▶ _What you will do_
From the entries that follow, copy every line with the word "brick".

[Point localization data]
-----
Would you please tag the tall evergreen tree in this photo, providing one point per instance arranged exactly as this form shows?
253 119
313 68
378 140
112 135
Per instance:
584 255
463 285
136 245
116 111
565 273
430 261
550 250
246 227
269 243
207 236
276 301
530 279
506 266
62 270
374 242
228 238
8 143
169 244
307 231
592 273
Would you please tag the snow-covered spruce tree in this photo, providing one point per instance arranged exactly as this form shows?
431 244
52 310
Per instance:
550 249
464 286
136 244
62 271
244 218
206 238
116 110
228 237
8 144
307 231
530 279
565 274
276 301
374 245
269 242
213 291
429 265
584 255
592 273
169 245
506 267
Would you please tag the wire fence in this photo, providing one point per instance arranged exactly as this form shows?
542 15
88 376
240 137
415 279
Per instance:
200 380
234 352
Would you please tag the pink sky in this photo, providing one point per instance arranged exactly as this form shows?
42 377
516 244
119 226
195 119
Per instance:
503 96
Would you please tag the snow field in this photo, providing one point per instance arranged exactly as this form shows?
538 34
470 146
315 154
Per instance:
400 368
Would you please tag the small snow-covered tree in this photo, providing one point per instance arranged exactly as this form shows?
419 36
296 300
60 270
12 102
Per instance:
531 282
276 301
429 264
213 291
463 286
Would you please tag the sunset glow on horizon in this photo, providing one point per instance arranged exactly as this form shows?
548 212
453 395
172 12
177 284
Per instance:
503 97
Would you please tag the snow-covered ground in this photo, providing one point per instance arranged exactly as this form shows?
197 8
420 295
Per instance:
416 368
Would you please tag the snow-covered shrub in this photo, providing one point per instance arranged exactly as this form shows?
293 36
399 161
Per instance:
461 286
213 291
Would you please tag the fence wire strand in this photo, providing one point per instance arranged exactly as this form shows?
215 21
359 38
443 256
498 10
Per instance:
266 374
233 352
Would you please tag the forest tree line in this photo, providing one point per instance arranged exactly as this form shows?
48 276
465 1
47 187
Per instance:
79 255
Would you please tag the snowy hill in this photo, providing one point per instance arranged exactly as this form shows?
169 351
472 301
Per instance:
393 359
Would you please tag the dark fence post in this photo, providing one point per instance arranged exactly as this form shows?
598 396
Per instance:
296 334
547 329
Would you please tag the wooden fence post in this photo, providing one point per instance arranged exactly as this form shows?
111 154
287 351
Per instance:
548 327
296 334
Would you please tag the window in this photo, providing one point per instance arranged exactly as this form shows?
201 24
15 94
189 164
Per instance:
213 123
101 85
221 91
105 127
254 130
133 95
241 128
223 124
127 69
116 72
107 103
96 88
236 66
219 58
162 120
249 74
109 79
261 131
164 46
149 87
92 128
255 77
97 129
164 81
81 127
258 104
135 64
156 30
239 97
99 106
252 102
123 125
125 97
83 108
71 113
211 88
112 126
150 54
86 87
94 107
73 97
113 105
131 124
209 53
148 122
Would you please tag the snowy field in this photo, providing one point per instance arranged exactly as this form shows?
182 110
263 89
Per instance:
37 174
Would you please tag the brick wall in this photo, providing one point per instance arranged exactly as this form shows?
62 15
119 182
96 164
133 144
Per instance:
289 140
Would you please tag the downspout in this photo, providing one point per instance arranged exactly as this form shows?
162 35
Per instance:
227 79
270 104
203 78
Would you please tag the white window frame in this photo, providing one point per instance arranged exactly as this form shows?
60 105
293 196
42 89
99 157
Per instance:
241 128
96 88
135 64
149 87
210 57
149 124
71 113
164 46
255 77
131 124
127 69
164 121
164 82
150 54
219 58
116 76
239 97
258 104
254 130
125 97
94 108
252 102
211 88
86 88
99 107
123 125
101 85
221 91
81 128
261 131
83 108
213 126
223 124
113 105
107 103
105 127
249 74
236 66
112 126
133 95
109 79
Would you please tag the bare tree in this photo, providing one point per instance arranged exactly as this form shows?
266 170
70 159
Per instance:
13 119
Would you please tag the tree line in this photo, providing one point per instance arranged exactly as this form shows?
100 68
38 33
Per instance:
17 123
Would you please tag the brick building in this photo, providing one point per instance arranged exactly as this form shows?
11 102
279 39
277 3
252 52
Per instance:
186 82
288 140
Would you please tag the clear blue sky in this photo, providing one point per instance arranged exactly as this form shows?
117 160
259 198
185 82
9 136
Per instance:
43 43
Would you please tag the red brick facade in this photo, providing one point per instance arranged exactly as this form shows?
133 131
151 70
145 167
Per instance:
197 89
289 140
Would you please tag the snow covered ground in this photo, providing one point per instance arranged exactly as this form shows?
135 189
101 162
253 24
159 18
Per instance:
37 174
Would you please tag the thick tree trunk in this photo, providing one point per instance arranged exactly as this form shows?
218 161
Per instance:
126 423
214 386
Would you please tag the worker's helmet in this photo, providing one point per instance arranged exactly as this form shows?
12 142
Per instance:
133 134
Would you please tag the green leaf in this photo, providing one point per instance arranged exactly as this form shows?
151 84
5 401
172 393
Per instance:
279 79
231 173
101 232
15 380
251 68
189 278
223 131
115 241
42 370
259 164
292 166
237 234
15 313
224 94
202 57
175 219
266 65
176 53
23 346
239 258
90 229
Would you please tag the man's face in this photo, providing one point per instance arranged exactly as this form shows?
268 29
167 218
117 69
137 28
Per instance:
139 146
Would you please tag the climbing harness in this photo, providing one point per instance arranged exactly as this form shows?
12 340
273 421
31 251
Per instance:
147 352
-----
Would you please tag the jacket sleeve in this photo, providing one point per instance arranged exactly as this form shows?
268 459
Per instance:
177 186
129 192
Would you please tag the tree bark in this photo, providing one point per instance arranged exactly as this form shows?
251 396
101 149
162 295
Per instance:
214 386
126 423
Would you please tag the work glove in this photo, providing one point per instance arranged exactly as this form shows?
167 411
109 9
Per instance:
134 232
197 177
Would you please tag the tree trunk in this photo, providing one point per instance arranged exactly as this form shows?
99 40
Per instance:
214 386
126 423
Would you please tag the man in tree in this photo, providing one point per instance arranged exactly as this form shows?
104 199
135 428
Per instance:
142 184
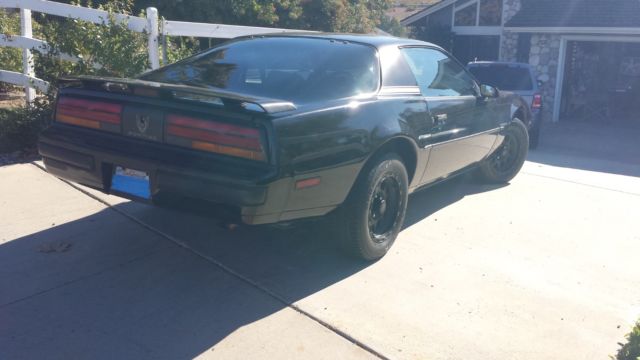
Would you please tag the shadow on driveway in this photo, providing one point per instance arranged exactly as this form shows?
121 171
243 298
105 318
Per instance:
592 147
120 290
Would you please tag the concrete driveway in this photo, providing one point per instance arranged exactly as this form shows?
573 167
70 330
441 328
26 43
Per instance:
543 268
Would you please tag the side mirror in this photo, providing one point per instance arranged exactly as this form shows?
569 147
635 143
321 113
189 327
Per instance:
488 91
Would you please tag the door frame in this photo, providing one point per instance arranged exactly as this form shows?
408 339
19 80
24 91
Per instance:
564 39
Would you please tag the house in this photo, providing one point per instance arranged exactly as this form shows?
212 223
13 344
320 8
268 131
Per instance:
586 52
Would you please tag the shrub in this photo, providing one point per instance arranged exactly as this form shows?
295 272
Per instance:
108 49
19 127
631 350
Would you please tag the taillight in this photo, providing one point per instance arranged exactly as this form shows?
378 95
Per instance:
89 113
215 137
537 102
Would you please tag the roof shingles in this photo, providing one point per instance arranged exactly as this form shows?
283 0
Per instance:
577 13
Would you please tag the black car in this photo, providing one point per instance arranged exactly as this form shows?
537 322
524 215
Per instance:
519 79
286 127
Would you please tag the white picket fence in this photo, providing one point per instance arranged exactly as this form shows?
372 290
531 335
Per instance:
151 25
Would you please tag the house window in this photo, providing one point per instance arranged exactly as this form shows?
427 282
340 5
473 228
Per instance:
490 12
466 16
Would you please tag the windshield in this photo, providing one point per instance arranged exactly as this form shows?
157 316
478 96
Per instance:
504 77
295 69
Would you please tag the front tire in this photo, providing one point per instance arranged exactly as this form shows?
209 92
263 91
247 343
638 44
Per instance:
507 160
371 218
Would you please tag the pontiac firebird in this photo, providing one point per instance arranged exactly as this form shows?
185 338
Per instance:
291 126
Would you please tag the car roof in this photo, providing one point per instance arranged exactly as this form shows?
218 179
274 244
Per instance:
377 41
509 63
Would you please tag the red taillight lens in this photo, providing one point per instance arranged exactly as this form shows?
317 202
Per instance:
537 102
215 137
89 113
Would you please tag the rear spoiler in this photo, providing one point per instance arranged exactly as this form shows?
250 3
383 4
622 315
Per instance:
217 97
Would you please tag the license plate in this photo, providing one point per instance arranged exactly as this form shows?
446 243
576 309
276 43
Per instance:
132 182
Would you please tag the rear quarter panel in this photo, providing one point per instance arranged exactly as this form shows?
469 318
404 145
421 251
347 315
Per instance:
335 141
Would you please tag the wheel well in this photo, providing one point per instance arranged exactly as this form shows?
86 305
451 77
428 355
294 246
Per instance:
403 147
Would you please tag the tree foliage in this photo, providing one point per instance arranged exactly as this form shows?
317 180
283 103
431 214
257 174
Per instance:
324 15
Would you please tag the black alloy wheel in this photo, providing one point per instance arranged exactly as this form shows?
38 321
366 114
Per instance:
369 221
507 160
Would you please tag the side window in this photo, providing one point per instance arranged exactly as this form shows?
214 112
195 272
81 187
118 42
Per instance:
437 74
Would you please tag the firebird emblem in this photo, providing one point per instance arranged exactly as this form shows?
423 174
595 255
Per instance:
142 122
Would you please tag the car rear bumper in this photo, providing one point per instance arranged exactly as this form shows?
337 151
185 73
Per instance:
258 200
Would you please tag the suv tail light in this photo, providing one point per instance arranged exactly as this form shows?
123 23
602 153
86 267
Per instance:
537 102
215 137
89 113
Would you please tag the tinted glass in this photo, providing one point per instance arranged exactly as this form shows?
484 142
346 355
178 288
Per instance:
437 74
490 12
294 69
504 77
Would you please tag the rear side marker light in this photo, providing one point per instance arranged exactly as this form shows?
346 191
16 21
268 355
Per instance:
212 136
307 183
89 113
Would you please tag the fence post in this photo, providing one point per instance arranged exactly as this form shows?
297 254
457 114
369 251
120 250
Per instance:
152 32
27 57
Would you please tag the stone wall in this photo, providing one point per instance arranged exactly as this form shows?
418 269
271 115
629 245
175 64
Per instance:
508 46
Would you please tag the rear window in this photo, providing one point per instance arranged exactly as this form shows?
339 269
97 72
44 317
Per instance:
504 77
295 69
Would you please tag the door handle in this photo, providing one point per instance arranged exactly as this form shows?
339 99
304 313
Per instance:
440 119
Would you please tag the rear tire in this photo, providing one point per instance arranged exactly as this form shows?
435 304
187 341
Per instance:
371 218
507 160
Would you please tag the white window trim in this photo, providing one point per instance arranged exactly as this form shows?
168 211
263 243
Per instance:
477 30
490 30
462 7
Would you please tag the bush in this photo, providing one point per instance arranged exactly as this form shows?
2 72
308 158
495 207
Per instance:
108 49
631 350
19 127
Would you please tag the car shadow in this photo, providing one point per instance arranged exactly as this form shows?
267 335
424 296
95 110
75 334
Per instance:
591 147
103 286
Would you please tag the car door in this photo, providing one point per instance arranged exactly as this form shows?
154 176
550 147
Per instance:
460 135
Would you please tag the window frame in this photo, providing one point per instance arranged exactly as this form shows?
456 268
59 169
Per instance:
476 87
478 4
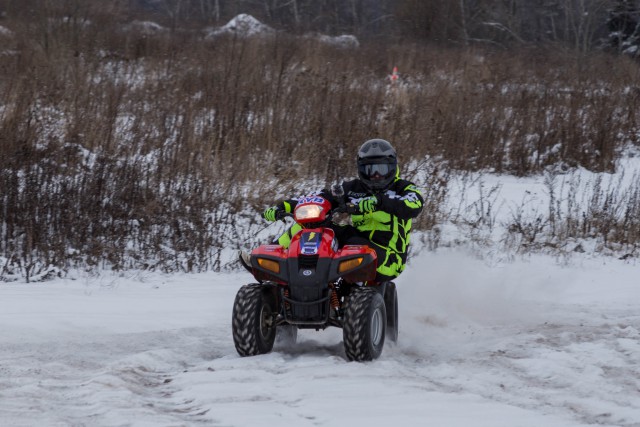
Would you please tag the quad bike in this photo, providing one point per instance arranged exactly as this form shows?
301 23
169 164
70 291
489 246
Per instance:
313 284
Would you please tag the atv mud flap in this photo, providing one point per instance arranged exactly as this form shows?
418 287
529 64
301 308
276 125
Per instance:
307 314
-----
▶ _Result for this task_
Would you please tag the brick wall in this photo, providing one point per instance arranged exactly as this form shows?
Would you please tag the brick building in this photo, providing one point per instance arranged exactly as this form shows?
Would you please tag the red brick facade in this photo, providing one point per instance arranged exactly as this form shows?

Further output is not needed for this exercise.